-- Excerpted passage --

════════════════════

Congressional Testimony: Hearing on First Amendment Protections on Public College and University Campuses


Published April 4, 2017

House Judiciary Committee - Subcommittee on the Constitution and Civil Justice

Full video of the hearing appears below (Mr. Kurtz’s testimony begins at the 41:05 mark):


I am honored by the opportunity to testify before this subcommittee on the issue of First Amendment protections at public college and university campuses. After briefly outlining the scope of the challenge to freedom of speech in today’s academy, I intend to focus on three key questions. First, how is it that the condition of free speech at our college campuses continues to deteriorate so markedly, despite broad public support for freedom of speech? Second, what steps can state legislatures take to help protect freedom of speech at our public university systems? And third, what steps can Congress take to protect freedom of speech in our public university systems, and perhaps even at private secular colleges and universities as well?

By now it should be clear that freedom of speech, that cornerstone of our liberty and most fundamental constitutional right, is under siege on America’s college campuses. Speakers who challenge campus orthodoxies are rarely sought out, are frequently disinvited when called, and are often shouted down while on campus. Speech codes that substantially limit First Amendment rights are widespread. New devices like “trigger warnings” and “safe spaces” shelter students from the give-and-take of discussion and debate. When protesters disrupt visiting speakers or break in on meetings to take them over and list demands, administrators often look the other way. Students have come to take it for granted that they will face no discipline for such disruptions. Administrators themselves often disinvite controversial speakers and limit the exercise of liberty to narrow “free speech zones.” University boards of trustees rarely act to curb these administrative abuses. Substantial sections of the faculty have abandoned the defense of free speech. The classic advocates of liberty of thought and discussion are far less widely taught than in the past. Surveys show that student support for restrictive speech codes and speaker bans has reached disturbing levels. In short, as both a deeply held commitment and a living tradition, freedom of speech is in dying on our college campuses.

════════════════════

-- Named-object pointing records --
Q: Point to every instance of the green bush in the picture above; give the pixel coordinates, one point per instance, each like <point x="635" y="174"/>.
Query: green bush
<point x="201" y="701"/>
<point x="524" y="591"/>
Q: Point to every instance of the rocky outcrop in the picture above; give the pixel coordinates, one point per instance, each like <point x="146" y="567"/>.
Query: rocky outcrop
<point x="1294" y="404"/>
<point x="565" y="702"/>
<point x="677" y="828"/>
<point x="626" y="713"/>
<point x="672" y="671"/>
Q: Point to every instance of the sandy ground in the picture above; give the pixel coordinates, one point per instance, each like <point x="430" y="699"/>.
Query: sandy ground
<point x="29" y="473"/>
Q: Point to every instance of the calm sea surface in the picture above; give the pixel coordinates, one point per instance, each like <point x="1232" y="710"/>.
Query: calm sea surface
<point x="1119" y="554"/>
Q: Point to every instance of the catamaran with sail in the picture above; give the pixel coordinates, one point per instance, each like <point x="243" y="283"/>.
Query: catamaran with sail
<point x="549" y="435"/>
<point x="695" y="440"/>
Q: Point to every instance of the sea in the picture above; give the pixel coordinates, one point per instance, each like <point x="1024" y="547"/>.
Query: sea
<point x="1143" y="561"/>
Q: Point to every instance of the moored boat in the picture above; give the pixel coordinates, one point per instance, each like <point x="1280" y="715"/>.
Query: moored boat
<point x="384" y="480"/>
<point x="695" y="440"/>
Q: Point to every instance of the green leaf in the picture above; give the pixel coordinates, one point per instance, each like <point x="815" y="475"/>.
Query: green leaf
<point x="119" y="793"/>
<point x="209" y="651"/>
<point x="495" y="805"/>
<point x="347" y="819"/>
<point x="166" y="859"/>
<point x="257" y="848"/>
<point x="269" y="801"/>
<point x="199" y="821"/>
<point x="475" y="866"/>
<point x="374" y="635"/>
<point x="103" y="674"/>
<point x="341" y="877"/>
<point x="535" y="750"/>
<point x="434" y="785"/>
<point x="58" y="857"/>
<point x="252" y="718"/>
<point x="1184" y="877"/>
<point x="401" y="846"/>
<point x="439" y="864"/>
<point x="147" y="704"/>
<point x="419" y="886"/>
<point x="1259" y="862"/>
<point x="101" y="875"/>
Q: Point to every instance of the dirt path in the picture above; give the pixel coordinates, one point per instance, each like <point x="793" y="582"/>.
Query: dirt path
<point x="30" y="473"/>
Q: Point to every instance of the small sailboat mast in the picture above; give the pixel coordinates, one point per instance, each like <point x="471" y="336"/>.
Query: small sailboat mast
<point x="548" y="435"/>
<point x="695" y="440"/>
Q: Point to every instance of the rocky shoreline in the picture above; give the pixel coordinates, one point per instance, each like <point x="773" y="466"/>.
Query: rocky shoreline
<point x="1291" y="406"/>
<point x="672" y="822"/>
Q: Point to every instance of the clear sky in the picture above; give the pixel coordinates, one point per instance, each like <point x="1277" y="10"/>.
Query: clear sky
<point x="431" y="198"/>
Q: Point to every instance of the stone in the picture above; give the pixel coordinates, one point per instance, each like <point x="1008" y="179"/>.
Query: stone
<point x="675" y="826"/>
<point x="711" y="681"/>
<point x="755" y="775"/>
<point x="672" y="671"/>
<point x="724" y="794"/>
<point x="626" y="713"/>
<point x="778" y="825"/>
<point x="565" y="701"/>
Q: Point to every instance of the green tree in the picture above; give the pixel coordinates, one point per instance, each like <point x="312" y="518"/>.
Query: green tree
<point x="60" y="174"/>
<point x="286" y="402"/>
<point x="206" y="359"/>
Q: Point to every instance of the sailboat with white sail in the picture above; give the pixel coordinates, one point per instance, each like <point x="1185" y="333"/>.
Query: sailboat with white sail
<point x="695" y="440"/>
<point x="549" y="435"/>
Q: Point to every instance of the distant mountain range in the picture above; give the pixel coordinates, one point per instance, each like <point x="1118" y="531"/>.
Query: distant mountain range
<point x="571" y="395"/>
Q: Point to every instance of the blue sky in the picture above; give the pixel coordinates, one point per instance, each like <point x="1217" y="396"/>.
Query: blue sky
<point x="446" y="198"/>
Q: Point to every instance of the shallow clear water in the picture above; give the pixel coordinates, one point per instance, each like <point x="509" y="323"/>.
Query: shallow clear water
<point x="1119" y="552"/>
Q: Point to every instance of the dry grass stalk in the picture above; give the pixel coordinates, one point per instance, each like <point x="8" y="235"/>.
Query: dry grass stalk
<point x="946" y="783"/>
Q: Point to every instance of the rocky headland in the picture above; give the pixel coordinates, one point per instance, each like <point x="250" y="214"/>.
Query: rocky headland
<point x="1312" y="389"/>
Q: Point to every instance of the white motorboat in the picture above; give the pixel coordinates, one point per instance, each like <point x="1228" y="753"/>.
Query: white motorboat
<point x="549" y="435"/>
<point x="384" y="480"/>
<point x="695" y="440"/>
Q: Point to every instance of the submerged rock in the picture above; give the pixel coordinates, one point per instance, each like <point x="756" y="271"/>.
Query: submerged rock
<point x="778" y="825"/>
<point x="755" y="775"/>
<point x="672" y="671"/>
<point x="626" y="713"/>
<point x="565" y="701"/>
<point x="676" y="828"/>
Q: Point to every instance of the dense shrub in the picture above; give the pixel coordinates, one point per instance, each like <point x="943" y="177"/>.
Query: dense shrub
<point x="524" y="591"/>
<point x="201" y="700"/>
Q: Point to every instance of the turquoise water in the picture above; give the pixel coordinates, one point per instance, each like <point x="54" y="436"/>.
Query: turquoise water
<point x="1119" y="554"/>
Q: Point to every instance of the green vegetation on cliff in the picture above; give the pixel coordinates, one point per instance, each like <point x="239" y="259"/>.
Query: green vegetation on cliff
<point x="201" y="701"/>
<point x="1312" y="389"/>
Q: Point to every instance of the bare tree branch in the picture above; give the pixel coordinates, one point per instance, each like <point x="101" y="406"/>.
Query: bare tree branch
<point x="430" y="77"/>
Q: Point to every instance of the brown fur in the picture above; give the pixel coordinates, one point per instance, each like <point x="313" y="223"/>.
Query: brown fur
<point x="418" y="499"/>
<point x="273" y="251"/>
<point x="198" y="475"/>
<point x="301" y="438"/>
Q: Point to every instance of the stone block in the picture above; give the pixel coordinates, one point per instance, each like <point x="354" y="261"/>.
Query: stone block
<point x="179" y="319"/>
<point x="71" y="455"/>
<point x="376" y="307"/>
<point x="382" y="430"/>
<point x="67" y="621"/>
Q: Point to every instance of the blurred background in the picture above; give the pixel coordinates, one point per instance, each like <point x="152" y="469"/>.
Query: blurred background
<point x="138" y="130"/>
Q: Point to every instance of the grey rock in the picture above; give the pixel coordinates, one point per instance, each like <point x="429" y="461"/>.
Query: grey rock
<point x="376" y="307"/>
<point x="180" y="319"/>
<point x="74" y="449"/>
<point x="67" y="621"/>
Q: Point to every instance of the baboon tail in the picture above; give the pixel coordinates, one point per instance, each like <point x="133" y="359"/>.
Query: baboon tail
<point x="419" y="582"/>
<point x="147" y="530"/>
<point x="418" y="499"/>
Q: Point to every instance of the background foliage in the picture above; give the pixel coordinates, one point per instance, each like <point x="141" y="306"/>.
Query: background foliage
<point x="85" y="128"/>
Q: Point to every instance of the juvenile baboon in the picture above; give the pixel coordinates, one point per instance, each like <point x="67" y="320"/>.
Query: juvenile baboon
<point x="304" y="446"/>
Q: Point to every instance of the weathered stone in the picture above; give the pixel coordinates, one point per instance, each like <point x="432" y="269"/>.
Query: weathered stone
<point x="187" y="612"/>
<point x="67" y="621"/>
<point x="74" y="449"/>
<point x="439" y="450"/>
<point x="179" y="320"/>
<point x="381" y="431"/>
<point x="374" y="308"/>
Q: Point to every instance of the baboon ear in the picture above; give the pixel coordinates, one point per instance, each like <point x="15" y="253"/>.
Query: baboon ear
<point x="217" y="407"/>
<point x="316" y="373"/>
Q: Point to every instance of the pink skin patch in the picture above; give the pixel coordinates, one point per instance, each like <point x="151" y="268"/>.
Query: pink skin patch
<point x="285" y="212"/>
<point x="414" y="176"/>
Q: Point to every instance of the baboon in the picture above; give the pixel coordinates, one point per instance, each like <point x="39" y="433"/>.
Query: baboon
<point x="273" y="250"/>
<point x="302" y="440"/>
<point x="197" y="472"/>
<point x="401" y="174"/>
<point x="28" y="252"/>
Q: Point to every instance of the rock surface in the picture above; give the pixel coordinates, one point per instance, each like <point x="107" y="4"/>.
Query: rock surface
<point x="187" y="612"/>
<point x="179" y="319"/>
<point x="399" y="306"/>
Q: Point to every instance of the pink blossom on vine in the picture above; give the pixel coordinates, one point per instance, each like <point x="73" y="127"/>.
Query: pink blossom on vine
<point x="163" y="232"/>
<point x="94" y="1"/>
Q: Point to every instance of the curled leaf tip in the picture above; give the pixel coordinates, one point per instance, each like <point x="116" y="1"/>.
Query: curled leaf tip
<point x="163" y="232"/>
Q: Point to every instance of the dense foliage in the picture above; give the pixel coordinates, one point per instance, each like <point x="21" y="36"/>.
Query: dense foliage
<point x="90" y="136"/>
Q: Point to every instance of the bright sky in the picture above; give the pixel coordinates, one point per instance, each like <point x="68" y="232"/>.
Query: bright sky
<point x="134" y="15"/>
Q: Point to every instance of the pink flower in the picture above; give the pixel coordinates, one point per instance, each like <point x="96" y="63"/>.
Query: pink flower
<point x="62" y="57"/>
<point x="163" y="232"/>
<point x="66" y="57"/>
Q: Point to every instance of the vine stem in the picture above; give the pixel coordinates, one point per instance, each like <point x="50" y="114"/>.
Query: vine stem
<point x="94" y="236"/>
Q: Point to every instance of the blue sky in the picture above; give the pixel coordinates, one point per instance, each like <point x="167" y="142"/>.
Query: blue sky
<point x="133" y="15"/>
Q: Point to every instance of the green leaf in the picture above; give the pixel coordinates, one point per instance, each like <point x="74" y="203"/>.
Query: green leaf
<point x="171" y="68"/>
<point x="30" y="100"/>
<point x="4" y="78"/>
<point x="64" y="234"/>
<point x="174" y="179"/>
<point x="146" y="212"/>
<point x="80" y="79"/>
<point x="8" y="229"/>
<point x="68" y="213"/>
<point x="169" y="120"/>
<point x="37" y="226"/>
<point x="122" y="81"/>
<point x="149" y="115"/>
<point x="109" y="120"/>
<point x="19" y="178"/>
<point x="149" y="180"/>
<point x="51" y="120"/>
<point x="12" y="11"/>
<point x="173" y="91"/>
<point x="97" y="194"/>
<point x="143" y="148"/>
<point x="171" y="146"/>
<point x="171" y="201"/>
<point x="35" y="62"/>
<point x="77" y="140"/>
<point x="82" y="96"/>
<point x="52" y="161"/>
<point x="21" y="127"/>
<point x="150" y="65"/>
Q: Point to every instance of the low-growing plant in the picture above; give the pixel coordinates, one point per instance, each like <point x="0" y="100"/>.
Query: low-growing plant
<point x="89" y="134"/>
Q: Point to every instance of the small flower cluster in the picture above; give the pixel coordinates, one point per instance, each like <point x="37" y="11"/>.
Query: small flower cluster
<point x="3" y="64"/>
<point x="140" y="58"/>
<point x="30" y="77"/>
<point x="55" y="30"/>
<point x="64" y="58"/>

════════════════════

-- Instructions for the task --
Please answer these questions using the hearing testimony above:
(a) On what date was the testimony published?
(b) At what point in the hearing video does Mr. Kurtz's testimony begin?
(c) To what do administrators often limit the exercise of liberty?

-- Answer below --
(a) April 4, 2017
(b) At the 41:05 mark
(c) Narrow "free speech zones"